[Stored records]
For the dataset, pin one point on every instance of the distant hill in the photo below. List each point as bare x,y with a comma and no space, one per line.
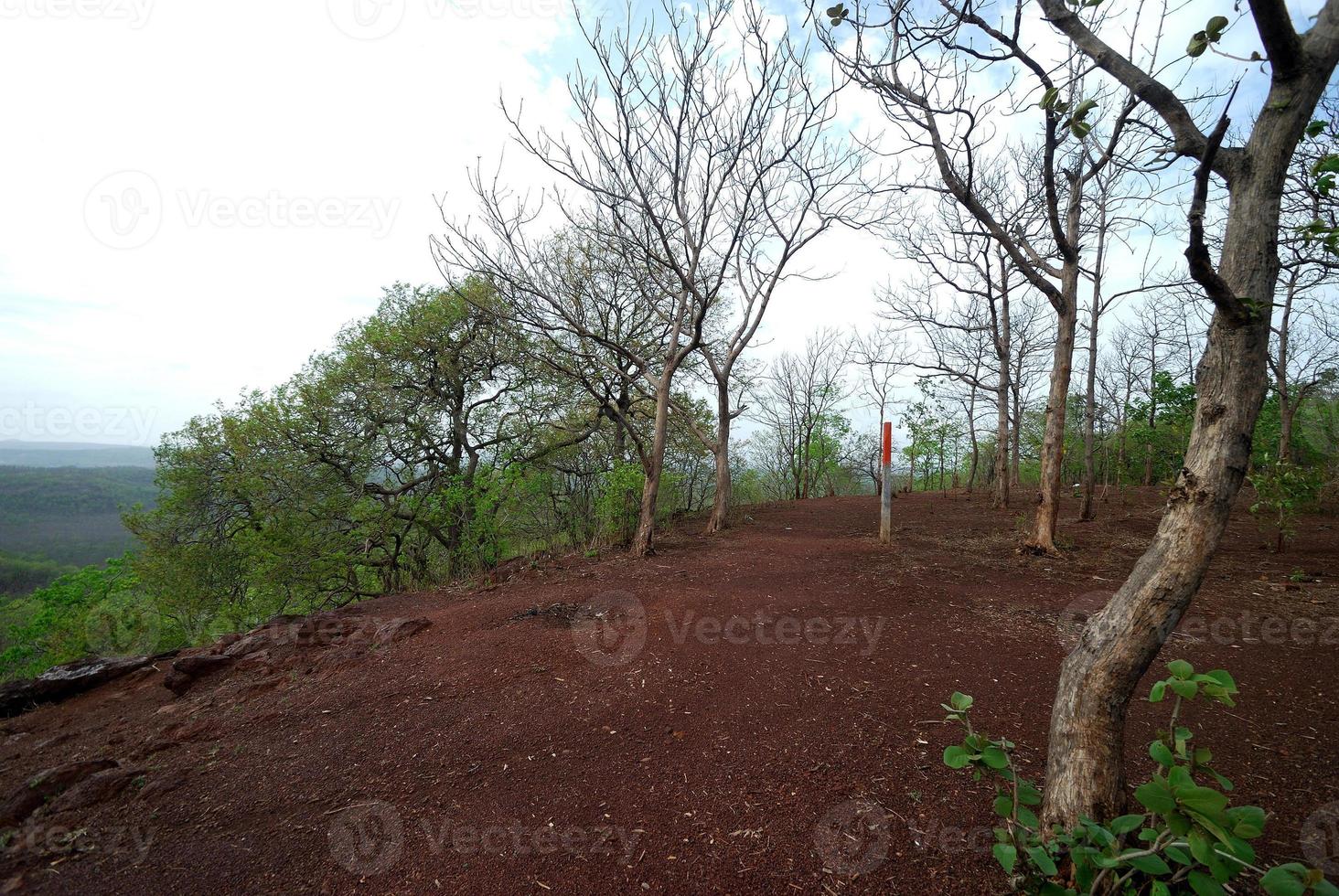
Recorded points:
82,454
54,520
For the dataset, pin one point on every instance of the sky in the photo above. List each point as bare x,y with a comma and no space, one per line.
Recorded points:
195,197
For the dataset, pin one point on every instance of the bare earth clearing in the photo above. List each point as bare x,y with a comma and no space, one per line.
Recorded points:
508,749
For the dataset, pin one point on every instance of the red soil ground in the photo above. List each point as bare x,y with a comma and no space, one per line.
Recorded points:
504,752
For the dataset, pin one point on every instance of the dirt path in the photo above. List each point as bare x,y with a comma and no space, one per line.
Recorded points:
718,718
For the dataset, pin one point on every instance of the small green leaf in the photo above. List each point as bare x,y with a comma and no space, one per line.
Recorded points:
1042,860
995,757
1154,795
1185,690
1203,800
1162,754
1148,864
1283,881
1205,886
1125,824
957,757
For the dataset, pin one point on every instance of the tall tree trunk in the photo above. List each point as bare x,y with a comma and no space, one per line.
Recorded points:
1003,352
1084,773
1287,409
1053,440
641,541
1090,391
721,503
1016,448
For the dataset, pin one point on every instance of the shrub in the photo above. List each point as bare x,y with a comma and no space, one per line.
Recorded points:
1186,840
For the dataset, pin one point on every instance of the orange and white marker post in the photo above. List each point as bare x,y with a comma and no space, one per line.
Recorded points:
885,513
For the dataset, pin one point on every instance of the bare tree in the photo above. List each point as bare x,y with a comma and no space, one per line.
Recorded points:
920,67
1085,774
798,403
882,355
1304,346
677,160
964,303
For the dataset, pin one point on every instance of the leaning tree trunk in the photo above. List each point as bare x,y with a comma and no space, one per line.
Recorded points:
1090,386
1053,440
641,541
1084,772
1002,350
721,503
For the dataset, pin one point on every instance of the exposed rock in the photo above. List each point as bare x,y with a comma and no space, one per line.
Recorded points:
185,670
400,630
197,666
159,786
66,680
225,642
45,785
97,788
248,645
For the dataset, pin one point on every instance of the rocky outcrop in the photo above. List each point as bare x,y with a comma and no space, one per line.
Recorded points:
62,682
325,640
32,795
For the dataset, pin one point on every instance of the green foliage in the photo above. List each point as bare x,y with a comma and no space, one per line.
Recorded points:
619,505
1212,34
1189,838
22,573
97,611
69,517
1283,492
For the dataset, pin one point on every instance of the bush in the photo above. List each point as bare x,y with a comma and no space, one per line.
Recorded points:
1186,840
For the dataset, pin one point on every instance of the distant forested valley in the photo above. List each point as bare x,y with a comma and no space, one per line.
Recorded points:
59,518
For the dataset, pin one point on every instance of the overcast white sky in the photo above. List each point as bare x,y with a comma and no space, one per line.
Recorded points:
195,197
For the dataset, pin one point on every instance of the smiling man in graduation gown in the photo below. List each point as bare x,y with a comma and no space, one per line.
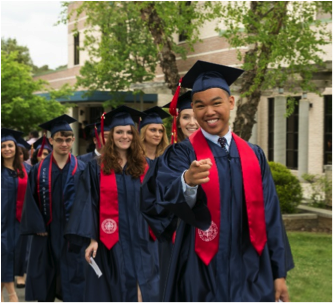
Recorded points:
55,268
230,244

▶ **WORK TO BE COMPLETED**
Copy every line of the listing above word for word, omitting the pictures.

▶ **EXERCISE ANSWER**
For the dataset, pin one point on every instance of the distant hill in the photo below. List each point as bare x,y with a comma and no space, one per line.
Recorded points:
82,454
54,520
For the dataset, pin one point on every instance of the sky in the photo above. List each point as bare x,y with a comma and no space, one per line.
Recorded points:
195,197
For the dataset, pin one point on every instance of the bare earth clearing in the photo above. List each point as bare x,y with a comma and no space, one per line.
Recorded points:
508,749
For the dataset, pin one point on every instance of the red soil ground in the photo above. List each point as bare x,y with a comma and no space, one per line.
Recorded points:
504,752
For the dataset, pin one point on every instance of the dirt path in the photo above. List each point as bare x,y with a comma and no space, one per line.
Recorded points:
718,718
For the dataset, pin one point on every instance of the small green leaf in the photo above. List each point as bare x,y with a comma and no space, one per line.
Recorded points:
1042,860
995,757
1154,795
1185,690
1203,800
1162,754
1148,864
1283,881
1205,886
1125,824
957,757
For the dataset, pin one point on every instance of the tall tree trunk in the photo above. List each point as bare x,y with a comma and no space, one per line.
Recorded points:
1003,352
1084,773
1287,409
1053,440
641,541
1090,391
721,503
1016,448
For the dataset, pin one point on every instance of the shrub in the photo above. List each point as bare x,y with a comma and no space, one per line.
Recorded points:
1186,840
For the dataset, pin one point on every instance of the orange and white marker post in the photo above. List each point as bare x,y with a comma and no space, one per line.
Recorded points:
885,513
For the dataset, pin one point on every instance of the bare tree in the photo above. List each point as bare x,y with a comma and no space, one per line.
Recorded points:
920,67
1085,774
798,403
882,355
1304,346
677,160
964,303
For the dataset, pin one point on every instance of the leaning tree trunk in the photo above. List each point as bare x,y with a comma and no space, one per line.
Recorded points:
1090,386
1053,440
641,541
1084,772
1002,350
721,503
For the dataset, pin one point on every instance of the exposed rock in the photo above. List each point as bare x,y with a comma and no space, one per line.
Recorded points:
185,670
400,630
197,666
159,786
66,680
225,642
45,785
97,788
248,645
For the dataset, pin one point on every instance of the rocky outcrop in the photo above. List each point as bare x,y with a comma and no space, one per line.
Recorded points:
62,682
325,640
32,795
For the dataset, pin one point on every instance of the green foliage in the photo above. List each point as bare x,y with a comma and no space, one per line.
Recorded points:
619,505
1212,34
1189,838
22,573
97,611
69,517
1283,492
For the dataset, pin one point on every instance of the bush in the photo above. List each point as bare x,y with a comma and no space, one per line.
Recorded points:
1186,840
For the dataset, pin one point on every instance of the distant forested valley in the photo above. List each point as bare x,y with a comma and no space, one per line.
Recorded points:
59,518
For the dataset, pin one point on every instance of the overcast white sky in the photo above. List each point as bare x,y with a comma and no space, one per line.
Recorded points:
195,197
For the dataset, pin one point on every instance of the smiling man in graduation gown in the photo below. List each point as bare x,y with a comma and no space, one per line.
Recorded points:
55,268
230,244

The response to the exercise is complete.